_Schriftliche Aufgabe_
Zitieren Sie aus dem Urteil wörtlich den Abschnitt, der mit den Worten „BGer 6B_853/2018 |“ einsetzt und mit „Gerichtsschreiber Briw.“ schließt.

_Textauszug_

------------------------------------

BGer 6B_853/2018 |
BGer 6B_853/2018 vom 07.02.2019 |
6B_853/2018 |
Urteil vom 7. Februar 2019 |
Strafrechtliche Abteilung |
Besetzung
|
Bundesrichter Denys, Präsident,
|
Bundesrichter Oberholzer,
|
Bundesrichterin Jametti,
|
Gerichtsschreiber Briw.
|
Verfahrensbeteiligte |
X._________,
|
vertreten durch Rechtsanwältin Carmen Emmenegger,
|
Beschwerdeführer,
|
gegen
|
Oberstaatsanwaltschaft des Kantons Aargau, Frey-Herosé-Strasse 20, Wielandhaus, 5001 Aarau,
|
Beschwerdegegnerin.
|
Gegenstand
|
Gewerbsmässiger Diebstahl usw.; willkürliche Beweiswürdigung,
|
Beschwerde gegen das Urteil des Obergerichts des Kantons Aargau, Strafgericht, 1. Kammer, vom 25. Juni 2018 (SST.2018.55).
|
Sachverhalt: |
A. Die Staatsanwaltschaft Baden klagte X._________ mit Anklageschrift vom 14. Dezember 2015 wegen zahlreicher Straftaten an, und zwar wegen gewerbsmässigen Diebstahls, Hausfriedensbruchs und Sachbeschädigung (Ziff. 1.1-1.26) sowie eventualiter wegen Hehlerei (Ziff. 1.27/1.1), mehrfachen Hausfriedensbruchs (Ziff. 1.27/2.1-2.5), mehrfacher Sachbeschädigung (Ziff. 1.27/3.1-3.2), Fälschung von Ausweisen (Ziff. 1.27/4), mehrfachen Betrugs (Ziff. 1.27/5), Widerhandlung gegen das Sozialhilfe- und Präventionsgesetz (Ziff. 1.27/6) und Fälschung von Ausweisen (Art. 252 Abs. 1 und 3 StGB; Ziff. 2).
|
B. Das Bezirksgericht Baden verurteilte X._________ zu 3 Jahren Freiheitsstrafe und einer Busse von Fr. 3'000.--. Es rechnete die ausgestandene Untersuchungshaft von 135 Tagen auf die Freiheitsstrafe an, schob den Vollzug teilbedingt im Umfang von 18 Monaten auf und setzte die Probezeit auf 3 Jahre fest. Es merkte den Rückzug einer Zivilforderung vor und verwies sie im Übrigen auf den Zivil- und Verwaltungsweg. Die beschlagnahmten Vermögenswerte auf einem Bankkonto im Umfang von Fr. 55'016.20 sowie das Bussendepot von Fr. 562.70 zog es ein, vorab zur Deckung der Busse und der Verfahrenskosten (Fr. 58'621.95; davon Fr. 25'775.70 gemäss Art. 422 Abs. 2 StPO) und im Überschuss zur Anrechnung auf die Sozialhilfeleistungen der Einwohnergemeinde. Der amtlichen Verteidigerin sprach es eine Entschädigung von Fr. 32'601.25 zulasten der Staatskasse zu (mit Hinweis auf Art. 135 Abs. 4 i.V.m. Art. 426 Abs. 1 StPO).

------------------------------------

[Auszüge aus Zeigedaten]
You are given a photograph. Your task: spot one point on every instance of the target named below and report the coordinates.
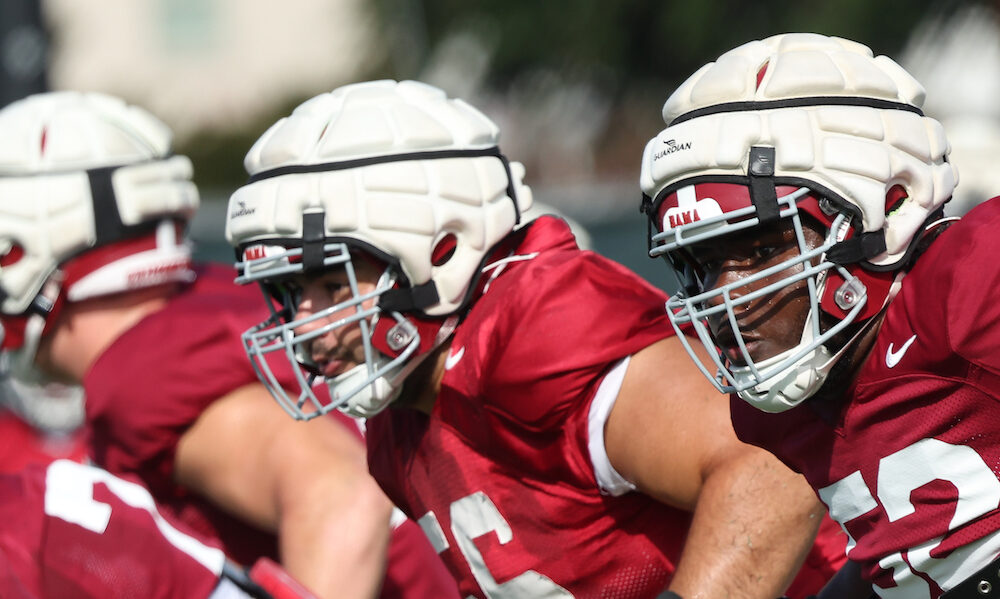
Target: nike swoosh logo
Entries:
(453, 359)
(893, 357)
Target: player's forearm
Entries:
(752, 526)
(338, 548)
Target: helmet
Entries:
(793, 125)
(90, 201)
(395, 173)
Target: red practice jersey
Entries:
(508, 475)
(155, 380)
(72, 531)
(908, 459)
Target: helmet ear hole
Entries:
(894, 198)
(444, 249)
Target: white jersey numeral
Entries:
(69, 496)
(899, 475)
(474, 516)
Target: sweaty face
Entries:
(769, 324)
(340, 348)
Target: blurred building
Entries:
(956, 55)
(208, 64)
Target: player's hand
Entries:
(266, 580)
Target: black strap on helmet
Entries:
(857, 249)
(762, 193)
(313, 241)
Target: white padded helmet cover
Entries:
(857, 152)
(402, 208)
(47, 143)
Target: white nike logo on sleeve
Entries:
(893, 357)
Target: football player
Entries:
(526, 401)
(72, 531)
(797, 193)
(98, 288)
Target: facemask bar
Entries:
(694, 309)
(277, 334)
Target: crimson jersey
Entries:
(22, 444)
(908, 461)
(501, 474)
(73, 532)
(151, 384)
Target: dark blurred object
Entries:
(24, 49)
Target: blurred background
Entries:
(576, 87)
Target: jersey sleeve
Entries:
(153, 382)
(566, 319)
(971, 276)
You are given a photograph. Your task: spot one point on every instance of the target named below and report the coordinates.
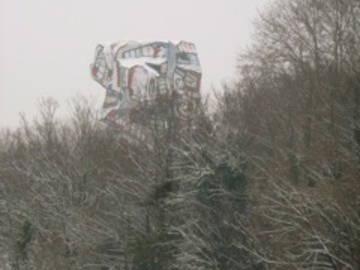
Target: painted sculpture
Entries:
(133, 72)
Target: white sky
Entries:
(46, 46)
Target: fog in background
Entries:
(46, 46)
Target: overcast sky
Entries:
(46, 46)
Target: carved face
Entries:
(139, 71)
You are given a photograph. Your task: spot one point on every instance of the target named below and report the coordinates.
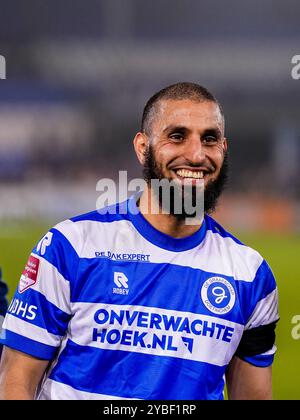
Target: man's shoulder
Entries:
(229, 244)
(77, 228)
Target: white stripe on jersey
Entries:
(53, 390)
(55, 288)
(218, 254)
(269, 352)
(33, 332)
(265, 312)
(205, 348)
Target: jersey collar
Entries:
(158, 238)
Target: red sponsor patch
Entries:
(29, 275)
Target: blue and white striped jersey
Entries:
(124, 311)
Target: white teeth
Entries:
(184, 173)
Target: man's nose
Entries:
(194, 151)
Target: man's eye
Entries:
(210, 139)
(176, 136)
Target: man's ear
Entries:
(140, 143)
(225, 144)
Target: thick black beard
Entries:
(212, 191)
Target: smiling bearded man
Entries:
(141, 304)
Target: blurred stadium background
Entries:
(78, 75)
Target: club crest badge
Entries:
(218, 295)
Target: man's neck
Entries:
(165, 223)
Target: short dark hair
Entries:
(177, 91)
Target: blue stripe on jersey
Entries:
(160, 280)
(251, 293)
(98, 371)
(218, 229)
(26, 345)
(261, 360)
(128, 210)
(61, 255)
(48, 316)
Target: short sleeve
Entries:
(38, 316)
(257, 345)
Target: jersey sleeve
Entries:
(257, 345)
(38, 316)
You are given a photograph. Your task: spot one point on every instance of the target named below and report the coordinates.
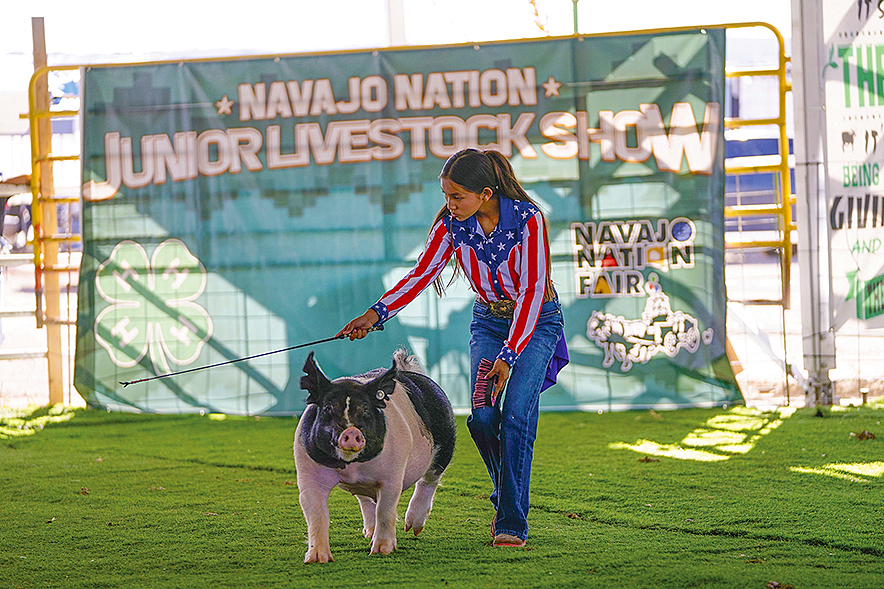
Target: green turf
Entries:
(714, 498)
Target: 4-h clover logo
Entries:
(152, 313)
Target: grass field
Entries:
(688, 498)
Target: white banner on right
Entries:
(854, 85)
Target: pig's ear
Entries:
(382, 387)
(315, 382)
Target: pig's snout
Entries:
(351, 440)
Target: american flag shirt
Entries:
(509, 263)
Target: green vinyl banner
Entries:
(238, 207)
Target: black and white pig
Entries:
(374, 435)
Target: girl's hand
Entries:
(502, 371)
(358, 328)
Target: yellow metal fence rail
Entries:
(778, 165)
(47, 237)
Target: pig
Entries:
(374, 435)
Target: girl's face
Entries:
(461, 203)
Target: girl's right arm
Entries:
(428, 267)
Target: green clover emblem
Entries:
(152, 311)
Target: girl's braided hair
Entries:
(476, 170)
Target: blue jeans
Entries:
(505, 433)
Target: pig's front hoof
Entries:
(316, 555)
(383, 546)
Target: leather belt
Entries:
(504, 309)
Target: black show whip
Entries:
(322, 341)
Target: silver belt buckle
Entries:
(503, 309)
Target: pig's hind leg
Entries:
(384, 539)
(421, 502)
(314, 503)
(368, 507)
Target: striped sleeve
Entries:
(531, 288)
(428, 267)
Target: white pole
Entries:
(818, 336)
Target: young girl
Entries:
(499, 238)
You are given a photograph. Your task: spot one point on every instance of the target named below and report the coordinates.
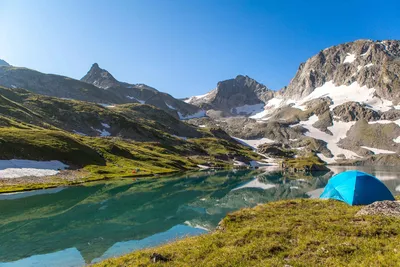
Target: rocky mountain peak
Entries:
(3, 63)
(234, 96)
(375, 64)
(100, 77)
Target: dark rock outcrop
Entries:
(354, 111)
(234, 93)
(374, 64)
(3, 63)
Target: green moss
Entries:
(295, 233)
(300, 163)
(107, 158)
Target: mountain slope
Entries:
(110, 92)
(140, 93)
(365, 62)
(3, 63)
(132, 121)
(240, 96)
(320, 110)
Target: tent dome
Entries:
(356, 188)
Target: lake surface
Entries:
(75, 226)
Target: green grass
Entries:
(108, 158)
(300, 163)
(295, 233)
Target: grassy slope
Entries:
(104, 158)
(296, 232)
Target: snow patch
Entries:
(270, 105)
(199, 114)
(106, 105)
(80, 133)
(170, 107)
(180, 137)
(349, 58)
(255, 183)
(344, 93)
(134, 98)
(103, 132)
(339, 131)
(19, 168)
(249, 109)
(198, 97)
(379, 151)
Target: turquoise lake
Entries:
(79, 225)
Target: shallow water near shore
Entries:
(74, 226)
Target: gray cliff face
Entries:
(3, 63)
(373, 64)
(138, 93)
(100, 77)
(98, 86)
(234, 93)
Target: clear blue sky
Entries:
(184, 47)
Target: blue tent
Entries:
(356, 188)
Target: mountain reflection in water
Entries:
(85, 224)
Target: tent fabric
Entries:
(356, 188)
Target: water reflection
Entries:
(85, 224)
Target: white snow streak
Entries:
(249, 109)
(138, 100)
(169, 106)
(339, 131)
(349, 58)
(19, 168)
(198, 114)
(344, 93)
(255, 183)
(379, 151)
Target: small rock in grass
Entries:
(155, 257)
(385, 208)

------------------------------------

_Ergebnis der Aufgabe_
BGer 6B_853/2018 |
BGer 6B_853/2018 vom 07.02.2019 |
6B_853/2018 |
Urteil vom 7. Februar 2019 |
Strafrechtliche Abteilung |
Besetzung
|
Bundesrichter Denys, Präsident,
|
Bundesrichter Oberholzer,
|
Bundesrichterin Jametti,
|
Gerichtsschreiber Briw.